● **Task to carry out**: Copy the data below word for word, leaving out the pictures.

===== The records

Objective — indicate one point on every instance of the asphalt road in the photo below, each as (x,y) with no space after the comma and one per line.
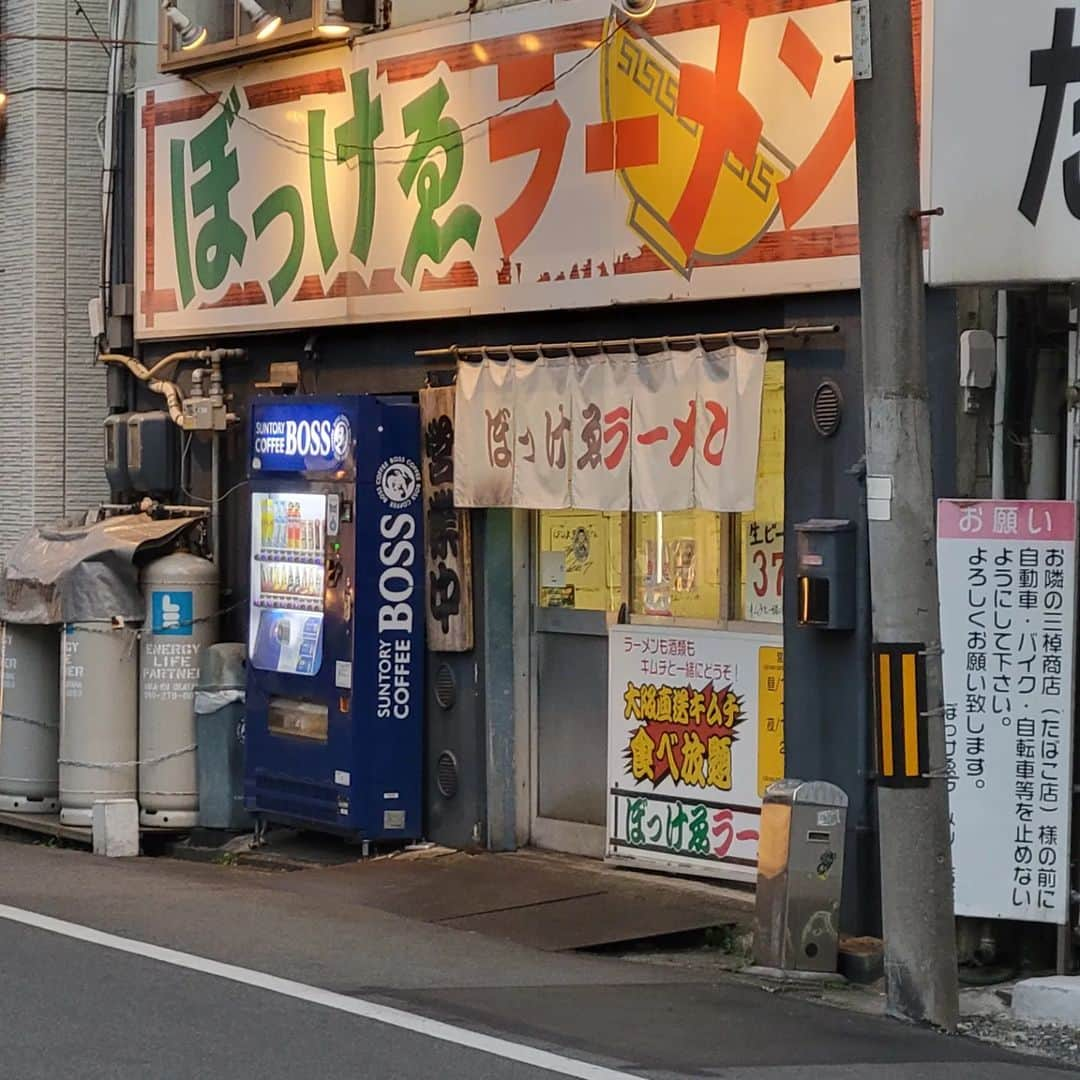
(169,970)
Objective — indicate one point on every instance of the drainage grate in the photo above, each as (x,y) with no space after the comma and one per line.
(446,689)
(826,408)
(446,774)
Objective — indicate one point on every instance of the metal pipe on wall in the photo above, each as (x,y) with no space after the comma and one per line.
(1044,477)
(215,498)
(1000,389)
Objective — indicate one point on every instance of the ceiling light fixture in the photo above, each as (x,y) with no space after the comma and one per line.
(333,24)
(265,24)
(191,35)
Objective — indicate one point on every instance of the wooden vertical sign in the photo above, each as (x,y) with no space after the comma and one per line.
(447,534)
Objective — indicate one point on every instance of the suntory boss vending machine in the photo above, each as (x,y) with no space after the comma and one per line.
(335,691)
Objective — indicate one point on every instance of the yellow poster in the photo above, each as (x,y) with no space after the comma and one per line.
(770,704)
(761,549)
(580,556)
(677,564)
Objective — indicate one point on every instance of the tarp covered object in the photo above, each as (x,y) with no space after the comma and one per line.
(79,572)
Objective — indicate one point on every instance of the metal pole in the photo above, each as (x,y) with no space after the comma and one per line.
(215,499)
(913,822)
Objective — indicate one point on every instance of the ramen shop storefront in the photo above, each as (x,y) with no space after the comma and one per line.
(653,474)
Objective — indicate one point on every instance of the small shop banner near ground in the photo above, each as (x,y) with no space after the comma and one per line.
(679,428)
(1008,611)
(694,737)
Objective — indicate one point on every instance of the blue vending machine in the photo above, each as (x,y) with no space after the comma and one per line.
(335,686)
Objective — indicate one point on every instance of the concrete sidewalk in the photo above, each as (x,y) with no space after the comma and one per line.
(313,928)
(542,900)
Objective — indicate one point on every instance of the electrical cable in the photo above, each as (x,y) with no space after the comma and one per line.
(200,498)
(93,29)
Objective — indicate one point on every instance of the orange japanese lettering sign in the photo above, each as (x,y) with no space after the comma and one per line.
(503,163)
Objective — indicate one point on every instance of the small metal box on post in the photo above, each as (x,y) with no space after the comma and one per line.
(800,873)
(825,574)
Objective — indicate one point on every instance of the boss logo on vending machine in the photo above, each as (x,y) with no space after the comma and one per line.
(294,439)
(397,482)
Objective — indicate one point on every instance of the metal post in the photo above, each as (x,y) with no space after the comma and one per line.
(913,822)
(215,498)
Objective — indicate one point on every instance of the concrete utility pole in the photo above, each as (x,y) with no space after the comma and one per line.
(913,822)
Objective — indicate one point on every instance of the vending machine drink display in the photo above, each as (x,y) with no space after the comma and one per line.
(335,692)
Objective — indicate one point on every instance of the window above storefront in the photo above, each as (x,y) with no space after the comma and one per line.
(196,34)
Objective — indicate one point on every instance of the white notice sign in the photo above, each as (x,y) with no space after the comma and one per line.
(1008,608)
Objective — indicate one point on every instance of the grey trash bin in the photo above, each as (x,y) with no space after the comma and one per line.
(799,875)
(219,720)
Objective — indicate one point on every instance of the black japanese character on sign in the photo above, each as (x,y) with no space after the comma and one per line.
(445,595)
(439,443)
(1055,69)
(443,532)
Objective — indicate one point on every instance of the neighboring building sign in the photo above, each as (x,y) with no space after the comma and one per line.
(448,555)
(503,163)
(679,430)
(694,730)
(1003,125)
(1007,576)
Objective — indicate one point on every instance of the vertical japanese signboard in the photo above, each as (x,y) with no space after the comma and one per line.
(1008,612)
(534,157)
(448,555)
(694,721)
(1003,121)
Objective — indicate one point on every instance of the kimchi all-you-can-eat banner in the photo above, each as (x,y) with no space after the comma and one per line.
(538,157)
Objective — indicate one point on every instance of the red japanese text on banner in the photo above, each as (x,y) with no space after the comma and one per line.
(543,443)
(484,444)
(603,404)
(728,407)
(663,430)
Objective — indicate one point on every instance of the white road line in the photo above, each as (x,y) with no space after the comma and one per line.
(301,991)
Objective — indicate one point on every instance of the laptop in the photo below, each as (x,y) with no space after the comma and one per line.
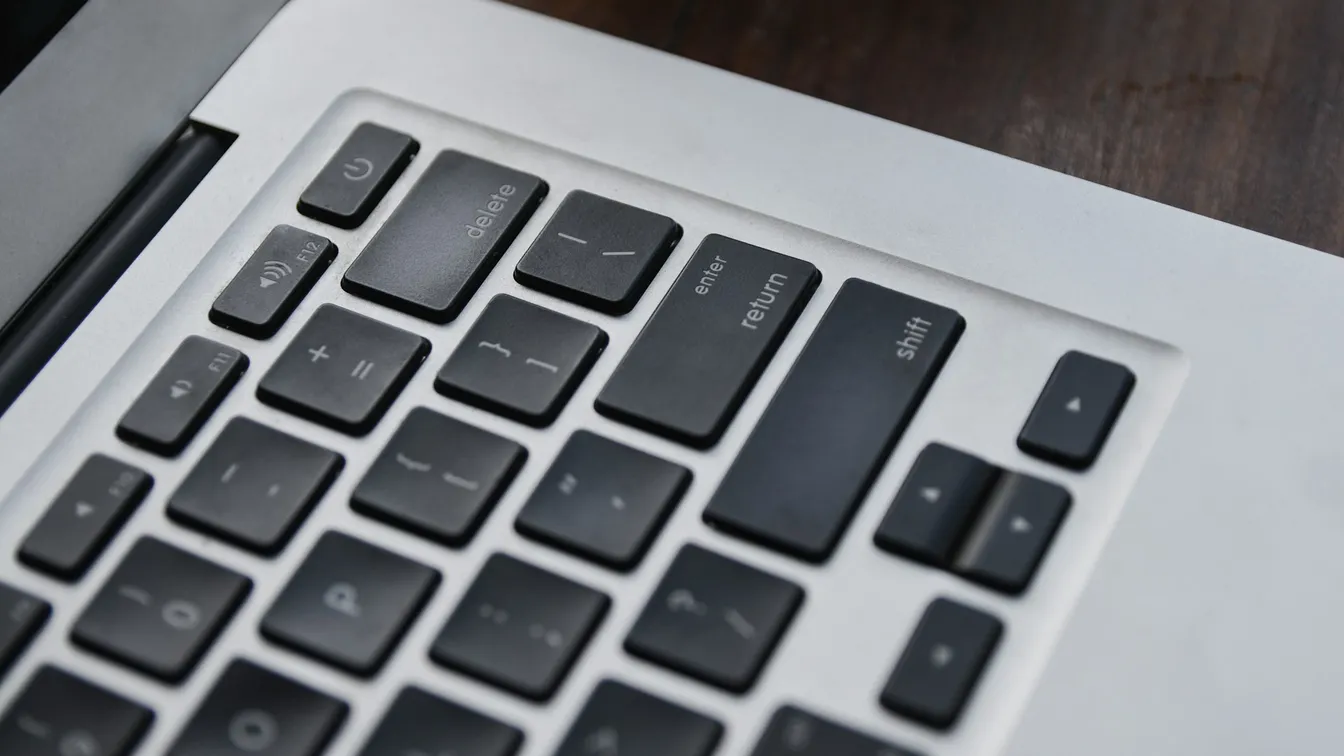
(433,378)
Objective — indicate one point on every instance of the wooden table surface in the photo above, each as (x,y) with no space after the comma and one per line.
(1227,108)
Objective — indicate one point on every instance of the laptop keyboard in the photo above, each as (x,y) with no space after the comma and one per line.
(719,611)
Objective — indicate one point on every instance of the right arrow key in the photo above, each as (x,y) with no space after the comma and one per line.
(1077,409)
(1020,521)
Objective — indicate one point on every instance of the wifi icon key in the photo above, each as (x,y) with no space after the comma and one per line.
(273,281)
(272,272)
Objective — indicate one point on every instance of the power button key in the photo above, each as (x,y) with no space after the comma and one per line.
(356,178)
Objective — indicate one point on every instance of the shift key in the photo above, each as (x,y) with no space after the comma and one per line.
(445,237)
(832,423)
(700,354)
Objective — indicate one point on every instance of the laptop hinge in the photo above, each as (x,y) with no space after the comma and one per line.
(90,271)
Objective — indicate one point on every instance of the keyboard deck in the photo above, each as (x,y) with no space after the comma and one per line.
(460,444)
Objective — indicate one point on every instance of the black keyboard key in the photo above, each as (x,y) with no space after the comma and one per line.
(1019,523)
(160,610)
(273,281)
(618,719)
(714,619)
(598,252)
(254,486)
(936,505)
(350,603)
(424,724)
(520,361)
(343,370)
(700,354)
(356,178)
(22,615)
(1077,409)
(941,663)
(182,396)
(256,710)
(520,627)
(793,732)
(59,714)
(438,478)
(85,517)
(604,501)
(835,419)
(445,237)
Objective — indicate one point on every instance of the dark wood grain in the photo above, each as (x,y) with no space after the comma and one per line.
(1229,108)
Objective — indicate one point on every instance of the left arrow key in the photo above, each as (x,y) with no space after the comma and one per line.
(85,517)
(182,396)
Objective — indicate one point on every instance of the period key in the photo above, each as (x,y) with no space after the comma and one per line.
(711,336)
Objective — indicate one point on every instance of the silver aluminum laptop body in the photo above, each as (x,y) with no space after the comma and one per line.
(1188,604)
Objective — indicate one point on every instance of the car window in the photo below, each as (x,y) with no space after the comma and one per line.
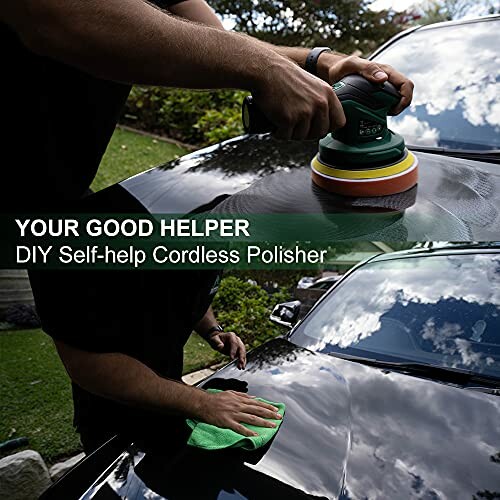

==========

● **Result for this exercise**:
Objective — indicate one point on every instance of the asphalt road in the photo below, each as (x,y) with no space after the comma and one per line.
(169,970)
Objective — indicate one point on every instance of the drainage grate in the photo above, each as (x,y) with no space after the comma and one per line.
(446,689)
(826,408)
(446,774)
Objective — indicate one point on every instance of the metal pipe on wall in the photo above, each as (x,y) with no space after the comma and one per line.
(1044,477)
(215,498)
(1000,389)
Objective — indicate one point on every instance of the ceiling light fixture in the photo above, each as (x,y) with no space after the comma and one per line.
(333,24)
(265,24)
(191,35)
Objective — indicate one point on every instance of the wooden vertical sign in the photo above, each as (x,y) with no space after the comma and one per line.
(447,534)
Objective — indicate one point on every instance of the suntory boss vending machine in the photo above, each as (x,y) with no space after the comma and one per line.
(335,691)
Objective — indicate one point on every instance of the yellow poster in the photo above, each as (x,y) with no space after the comma and one per line.
(770,704)
(761,549)
(580,556)
(677,564)
Objective — indicate one point on every instance of the tarp covered object in the photo above, each as (x,y) with no space after the comma and one per line.
(79,572)
Objective — indicate one point on every instance of the metal pole in the photo above, each as (x,y) with no space after the comma and one per line.
(215,499)
(913,822)
Objective — indicate one point on every instance of the ramen shop storefront in the photo above, each as (x,y) with no space after the comma and one per line.
(653,474)
Objective — indicate one point on every instance of the small shop banner near ground in the photo above, each as (x,y) with no space after the comma and one per line.
(679,428)
(1008,611)
(694,737)
Objective — indicate one point on every instance of the blue vending machine in the photo above, each as (x,y) with no space after the comma and one per line.
(335,686)
Objective — indicate one point on every instance of the concrete sidewalk in the photo above, each as (x,y) with no space after the comma and one per line.
(313,928)
(542,900)
Objective — indicate one point on every instance of the electrical cable in the photo above, each as (x,y) with no space after the comma and one per line.
(200,498)
(93,29)
Objective — indicate one point on every instance of the orange japanese lettering sign in the photo above, each as (x,y) with no space after the comma and one per line.
(503,163)
Objective — indicate one point on every instance of the small metal box on post in the photo above, each as (x,y) with no space after the comma and one per line.
(800,873)
(825,574)
Objective — indicate one point on every instance of the boss logo on vending machine in the photo above, each as (x,y) with no space after the comma and one per line.
(294,439)
(397,482)
Objective — indicate one point on every instance of the metal post in the photo above, each as (x,y) with no space after the comma and one per line.
(913,822)
(215,498)
Objective — indicate one point on every instance of the concrete utility pole in the photo above, each as (x,y) with no space after the comma and one per line.
(913,822)
Objective — indicate one point on every instance of the vending machine drink display in the photo above, each as (x,y) with no space after the comma and one per line.
(335,692)
Objective — indicate one point on every instance of the window above storefront in the photo above, each as (x,y) with no space after the comma and one per line.
(196,34)
Objective — indicate one point on every instance of the white notice sign in the photo above, each as (x,y) with no space after the comma and one per line.
(1008,608)
Objective — indicate one point on every instance of the grey trash bin in the photo above, each as (x,y) with no space after the comma and one per line.
(799,875)
(219,720)
Objective — indicate one point on every instance of the black japanese character on sign in the photo above, each as (x,y) with no space after the comma and one per line.
(445,595)
(439,443)
(1055,69)
(443,532)
Objective — indicate one point on every instance of the neighboring building sign in the photo above, each as (x,y) with no space after the comma and one per line.
(448,555)
(503,163)
(679,430)
(694,730)
(1003,125)
(1007,576)
Objective — indicate one point on every instance of the vertical japanese signboard in the photo above, each as (x,y) with no space after the comma and one per line.
(1008,612)
(534,157)
(448,555)
(694,721)
(1003,121)
Objective — indicate one point on every instance of the kimchi all-you-can-eat banner in the photo above, each as (x,y) with no space after the comma and one per line.
(538,157)
Objective — indicate one point on every instance of the red japanese text on banner in the photo above, each as (x,y) with no space after the comma and one per line.
(543,443)
(484,444)
(603,404)
(728,407)
(663,430)
Objective — indicate one point on every instance of the white road line in the photo above, each as (x,y) with no space after the comma and one per line.
(301,991)
Objective — indicate one point on every instance of the laptop in the photo below, each as (x,y) with no space after the comma and one per line.
(433,378)
Objective — indicate one point on every instance of the wooden table surface in the photo above, each as (x,y) with no space after the comma and one per line.
(1227,108)
Objective — indicate one point on every instance of the laptop keyboard in the photo above, each as (x,y) with no space after the comma and one per line.
(719,611)
Objective — indicate one point on every instance of the right arrow key in the photo above, each as (x,y) with no space after the comma and one per line.
(1077,409)
(1020,521)
Objective — indicate one point on every instance of the wifi icon key in the photo above, each as (x,y) with no space after the comma and one per line.
(273,281)
(272,272)
Objective — indicate one point on every instance of the power button key in the photo above, each as (x,y) with no space after the comma and one per line.
(356,178)
Objective — indicate one point on every instance of the shift key in the photo above, each as (x,y) with no space after the comma and one per line.
(445,237)
(832,423)
(700,354)
Objective — indicate one point on every instance of the laptop hinge in the photo above, each as (x,y) with no space after the comma and one per line.
(90,271)
Objective — indicate one point on every instance of the keyboard deck in the photo above, each as (x,y) with no space after the comma and one per line.
(460,444)
Objective — indicate one point on every instance of the black keyboard key in the photo above, each as (x,y) with no space after the comma and one per line.
(1019,523)
(160,610)
(273,281)
(618,719)
(714,619)
(598,252)
(254,486)
(936,505)
(350,603)
(424,724)
(520,361)
(343,370)
(700,354)
(356,178)
(22,615)
(1077,409)
(941,663)
(182,396)
(256,710)
(520,627)
(793,732)
(59,714)
(438,478)
(85,517)
(604,501)
(835,419)
(445,237)
Objective — indicate one point on every instance of the dark wood grain in the photo above, each as (x,y) with no space after the comma and one per line.
(1229,108)
Objective — indicate one point on every instance of the left arrow key in the photo above, each as (x,y) with no space after the comma and one per line.
(85,517)
(182,396)
Objective — indicate one point on every instance of the period key in the photo above, each as (x,y) with no space after the comma and one per line.
(711,336)
Objective — indicate one point on every instance of the silver aluminum laptop body in the photo above, each as (x,y) with no space after the comma and one per line.
(1188,604)
Objective — indicate one point on every instance of the car window in the photo below, each as (x,y) with no space after the comma and one per line.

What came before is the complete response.